__Instrucción 1__
Copia tal cual el fragmento del artículo sobre Efraín Huerta que empieza en "Le decían el" y termina en "para Efraín Huerta.".

━━━━━ Artículo ━━━━━

Hoy conmemoramos al Cocodrilo, el poeta y ensayista mexicano, a 104 años exactos de su nacimiento.

Le decían el Cocodrilo, pero su nombre completo y verdadero fue Efraín Huerta Romo. Nació en Silao, Guanajuato, el 18 de junio de 1914 y murió en la Ciudad de México en febrero de 1982. Hace cuatro años, recibió cumplido y nacional homenaje por su centenario. Los que lo conocieron recuperaron la memoria de sus dichos y sus letras. Lo volvieron a leer y disfrutaron la novísima edición de sus obras completas. Los que pasaron de noche o se distrajeron con los homenajes a Octavio Paz o José Revueltas, que también cumplieron 100 el mismo año, se perdieron de la más gozosa de las fiestas. Pero nunca es tarde para Efraín Huerta.

━━━━━ Material de trabajo ━━━━━

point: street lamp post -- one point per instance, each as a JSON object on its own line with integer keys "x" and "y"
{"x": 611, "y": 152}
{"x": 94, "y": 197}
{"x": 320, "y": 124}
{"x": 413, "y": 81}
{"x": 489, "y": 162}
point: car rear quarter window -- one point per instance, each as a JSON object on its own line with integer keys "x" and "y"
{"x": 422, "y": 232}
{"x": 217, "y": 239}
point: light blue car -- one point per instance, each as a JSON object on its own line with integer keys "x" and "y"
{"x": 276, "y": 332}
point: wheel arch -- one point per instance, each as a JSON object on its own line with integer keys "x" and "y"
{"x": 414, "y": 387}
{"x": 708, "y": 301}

━━━━━

__Instrucción 2__
Anota sin cambios las líneas de los registros que van desde la que contiene "point: light blue" hasta el final de los registros, ambas puntas incluidas.

__Resultado esperado 1__
Le decían el Cocodrilo, pero su nombre completo y verdadero fue Efraín Huerta Romo. Nació en Silao, Guanajuato, el 18 de junio de 1914 y murió en la Ciudad de México en febrero de 1982. Hace cuatro años, recibió cumplido y nacional homenaje por su centenario. Los que lo conocieron recuperaron la memoria de sus dichos y sus letras. Lo volvieron a leer y disfrutaron la novísima edición de sus obras completas. Los que pasaron de noche o se distrajeron con los homenajes a Octavio Paz o José Revueltas, que también cumplieron 100 el mismo año, se perdieron de la más gozosa de las fiestas. Pero nunca es tarde para Efraín Huerta.

__Resultado esperado 2__
point: light blue car -- one point per instance, each as a JSON object on its own line with integer keys "x" and "y"
{"x": 276, "y": 332}
point: wheel arch -- one point per instance, each as a JSON object on its own line with integer keys "x" and "y"
{"x": 414, "y": 387}
{"x": 708, "y": 301}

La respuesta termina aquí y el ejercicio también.